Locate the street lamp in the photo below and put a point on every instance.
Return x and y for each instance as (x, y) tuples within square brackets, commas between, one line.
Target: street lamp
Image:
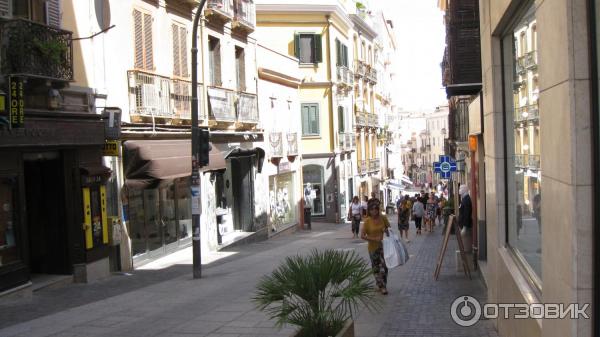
[(195, 183)]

━━━

**Problem requirements**
Everything in the entries above should be transcribed exactly, apart from the pictures.

**Exercise solution**
Locate the street lamp in the photo below and put a point on every instance.
Return x and y for each instance as (x, y) tuples within square brackets, commas between, one line.
Target: street lamp
Image:
[(195, 183)]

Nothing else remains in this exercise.